| Action item |
Beginning at the line with "Ground white cowboy" in the records below, return each line up to and including the last, exactly as it stands, but not the pictures.

◆ ◆ ◆ ◆ ◆ ◆ ◆

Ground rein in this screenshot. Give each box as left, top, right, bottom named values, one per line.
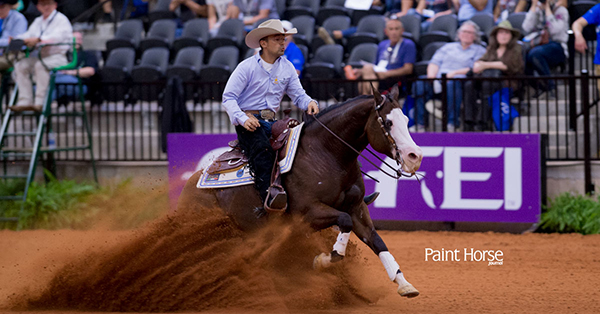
left=312, top=95, right=419, bottom=182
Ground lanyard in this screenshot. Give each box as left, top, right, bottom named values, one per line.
left=39, top=11, right=58, bottom=38
left=387, top=41, right=401, bottom=63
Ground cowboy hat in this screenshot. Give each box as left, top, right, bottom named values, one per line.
left=245, top=19, right=297, bottom=49
left=489, top=20, right=520, bottom=39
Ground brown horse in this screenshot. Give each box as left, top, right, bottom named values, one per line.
left=177, top=85, right=423, bottom=297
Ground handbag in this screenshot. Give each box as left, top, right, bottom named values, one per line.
left=487, top=88, right=519, bottom=131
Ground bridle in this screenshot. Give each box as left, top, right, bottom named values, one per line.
left=312, top=95, right=420, bottom=183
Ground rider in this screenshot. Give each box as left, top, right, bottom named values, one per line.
left=222, top=19, right=319, bottom=211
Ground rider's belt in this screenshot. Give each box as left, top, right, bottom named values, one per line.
left=245, top=109, right=275, bottom=121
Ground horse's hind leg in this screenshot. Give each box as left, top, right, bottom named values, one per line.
left=304, top=205, right=353, bottom=270
left=351, top=204, right=420, bottom=298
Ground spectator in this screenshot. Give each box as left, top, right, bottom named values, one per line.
left=573, top=2, right=600, bottom=91
left=0, top=0, right=27, bottom=72
left=456, top=0, right=493, bottom=23
left=169, top=0, right=208, bottom=22
left=494, top=0, right=527, bottom=22
left=347, top=18, right=416, bottom=94
left=207, top=0, right=234, bottom=35
left=12, top=0, right=72, bottom=112
left=411, top=21, right=485, bottom=131
left=318, top=0, right=387, bottom=42
left=281, top=20, right=304, bottom=76
left=522, top=0, right=568, bottom=97
left=463, top=20, right=523, bottom=131
left=54, top=32, right=98, bottom=103
left=230, top=0, right=278, bottom=29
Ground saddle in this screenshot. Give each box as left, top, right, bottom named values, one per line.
left=207, top=110, right=300, bottom=212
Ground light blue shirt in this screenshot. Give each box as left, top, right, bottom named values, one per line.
left=0, top=10, right=28, bottom=47
left=430, top=42, right=486, bottom=78
left=457, top=0, right=494, bottom=22
left=223, top=53, right=315, bottom=126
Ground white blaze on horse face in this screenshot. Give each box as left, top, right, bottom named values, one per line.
left=386, top=108, right=423, bottom=173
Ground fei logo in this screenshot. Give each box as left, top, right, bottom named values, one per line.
left=365, top=147, right=523, bottom=211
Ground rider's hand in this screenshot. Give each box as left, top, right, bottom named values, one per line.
left=243, top=114, right=260, bottom=132
left=307, top=101, right=319, bottom=115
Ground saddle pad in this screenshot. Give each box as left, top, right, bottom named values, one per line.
left=197, top=122, right=304, bottom=189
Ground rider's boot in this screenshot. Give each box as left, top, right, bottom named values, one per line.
left=364, top=191, right=380, bottom=205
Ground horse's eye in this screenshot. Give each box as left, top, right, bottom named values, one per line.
left=385, top=120, right=393, bottom=128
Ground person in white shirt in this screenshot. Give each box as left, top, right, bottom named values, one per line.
left=206, top=0, right=233, bottom=35
left=12, top=0, right=73, bottom=112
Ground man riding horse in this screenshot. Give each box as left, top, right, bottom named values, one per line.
left=222, top=19, right=320, bottom=212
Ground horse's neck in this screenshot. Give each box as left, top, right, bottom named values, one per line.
left=310, top=99, right=372, bottom=156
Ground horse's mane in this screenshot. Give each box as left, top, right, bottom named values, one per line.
left=305, top=95, right=373, bottom=126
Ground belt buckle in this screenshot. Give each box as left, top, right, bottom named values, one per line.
left=260, top=110, right=275, bottom=121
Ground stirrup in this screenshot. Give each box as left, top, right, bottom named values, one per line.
left=264, top=186, right=287, bottom=213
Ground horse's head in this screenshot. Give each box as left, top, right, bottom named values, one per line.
left=366, top=85, right=423, bottom=174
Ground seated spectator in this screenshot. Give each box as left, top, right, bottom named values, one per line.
left=395, top=0, right=455, bottom=32
left=318, top=0, right=386, bottom=42
left=347, top=18, right=416, bottom=94
left=463, top=21, right=523, bottom=131
left=54, top=32, right=98, bottom=103
left=169, top=0, right=208, bottom=22
left=0, top=0, right=28, bottom=72
left=494, top=0, right=527, bottom=22
left=230, top=0, right=278, bottom=29
left=207, top=0, right=234, bottom=35
left=411, top=21, right=485, bottom=131
left=12, top=0, right=73, bottom=112
left=281, top=20, right=304, bottom=76
left=457, top=0, right=493, bottom=23
left=522, top=0, right=568, bottom=98
left=573, top=2, right=600, bottom=91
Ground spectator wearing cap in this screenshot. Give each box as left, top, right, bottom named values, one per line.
left=0, top=0, right=27, bottom=72
left=12, top=0, right=72, bottom=112
left=281, top=20, right=303, bottom=76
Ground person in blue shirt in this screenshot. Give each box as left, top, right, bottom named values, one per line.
left=281, top=20, right=304, bottom=76
left=573, top=3, right=600, bottom=91
left=349, top=18, right=416, bottom=94
left=222, top=19, right=319, bottom=211
left=0, top=0, right=27, bottom=72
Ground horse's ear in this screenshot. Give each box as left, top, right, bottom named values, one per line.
left=371, top=83, right=383, bottom=106
left=390, top=84, right=400, bottom=102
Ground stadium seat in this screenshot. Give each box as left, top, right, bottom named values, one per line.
left=304, top=44, right=344, bottom=79
left=316, top=0, right=350, bottom=26
left=346, top=15, right=385, bottom=54
left=167, top=47, right=204, bottom=81
left=148, top=0, right=176, bottom=26
left=470, top=12, right=495, bottom=40
left=429, top=14, right=458, bottom=39
left=290, top=15, right=315, bottom=48
left=138, top=19, right=177, bottom=55
left=105, top=19, right=144, bottom=56
left=275, top=0, right=287, bottom=18
left=312, top=15, right=351, bottom=52
left=284, top=0, right=320, bottom=20
left=200, top=46, right=239, bottom=83
left=131, top=47, right=170, bottom=101
left=351, top=6, right=384, bottom=26
left=172, top=18, right=210, bottom=55
left=506, top=13, right=526, bottom=39
left=205, top=19, right=244, bottom=63
left=99, top=47, right=136, bottom=102
left=399, top=14, right=421, bottom=43
left=346, top=43, right=378, bottom=69
left=414, top=41, right=447, bottom=76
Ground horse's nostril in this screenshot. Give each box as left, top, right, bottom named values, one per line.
left=408, top=153, right=418, bottom=160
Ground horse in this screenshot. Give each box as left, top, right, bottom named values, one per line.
left=177, top=85, right=424, bottom=298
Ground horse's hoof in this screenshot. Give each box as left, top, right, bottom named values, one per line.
left=398, top=284, right=420, bottom=298
left=313, top=253, right=331, bottom=270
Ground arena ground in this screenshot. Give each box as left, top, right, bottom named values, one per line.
left=0, top=211, right=598, bottom=314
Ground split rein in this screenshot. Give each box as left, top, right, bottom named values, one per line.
left=311, top=95, right=422, bottom=184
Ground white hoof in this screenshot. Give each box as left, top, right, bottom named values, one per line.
left=398, top=283, right=420, bottom=298
left=313, top=252, right=331, bottom=270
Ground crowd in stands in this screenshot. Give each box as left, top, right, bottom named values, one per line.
left=0, top=0, right=598, bottom=131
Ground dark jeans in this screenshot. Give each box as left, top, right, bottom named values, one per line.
left=235, top=116, right=275, bottom=202
left=412, top=75, right=463, bottom=127
left=525, top=41, right=565, bottom=90
left=463, top=69, right=503, bottom=131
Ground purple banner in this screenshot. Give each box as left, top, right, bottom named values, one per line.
left=168, top=133, right=541, bottom=223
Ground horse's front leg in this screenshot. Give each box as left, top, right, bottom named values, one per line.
left=304, top=204, right=353, bottom=270
left=351, top=203, right=420, bottom=298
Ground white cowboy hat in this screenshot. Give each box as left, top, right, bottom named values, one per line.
left=245, top=19, right=297, bottom=49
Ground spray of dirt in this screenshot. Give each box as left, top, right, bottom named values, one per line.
left=8, top=208, right=384, bottom=312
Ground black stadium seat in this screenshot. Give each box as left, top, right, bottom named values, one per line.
left=138, top=19, right=177, bottom=55
left=347, top=15, right=386, bottom=53
left=105, top=19, right=144, bottom=56
left=172, top=18, right=210, bottom=55
left=205, top=19, right=244, bottom=63
left=100, top=47, right=136, bottom=102
left=284, top=0, right=320, bottom=20
left=346, top=43, right=378, bottom=69
left=131, top=47, right=170, bottom=101
left=291, top=15, right=315, bottom=48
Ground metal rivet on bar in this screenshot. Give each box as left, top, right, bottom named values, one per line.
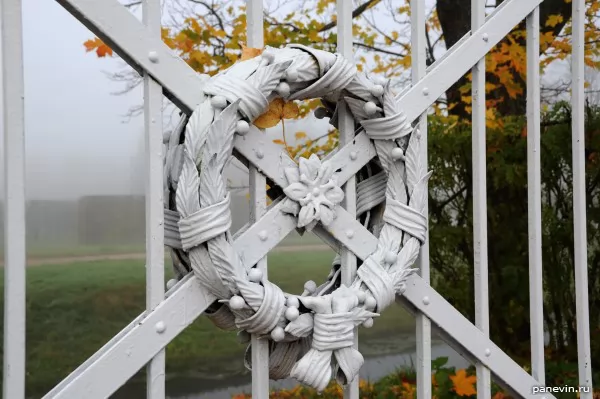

◆ ◆ ◆ ◆ ◆ ◆ ◆

| Output below |
Ground white cowboy hat in this screenshot. Give each box as left, top, right, bottom named values, one per line.
left=245, top=19, right=297, bottom=49
Ground spray of dirt in this screenshot. Give each box as left, top, right, bottom named values, one per line.
left=8, top=208, right=384, bottom=312
Ground black stadium seat in this screenshot. Give each box as left, top, right, bottom named values, one per line.
left=138, top=19, right=177, bottom=55
left=347, top=15, right=386, bottom=53
left=105, top=19, right=144, bottom=56
left=172, top=18, right=210, bottom=55
left=205, top=19, right=244, bottom=63
left=100, top=47, right=136, bottom=102
left=284, top=0, right=320, bottom=20
left=346, top=43, right=378, bottom=69
left=131, top=47, right=170, bottom=101
left=291, top=15, right=315, bottom=48
Ground metal rivet on bar in this screenshot. Give each box as left, top, right, bottom named values, one per line.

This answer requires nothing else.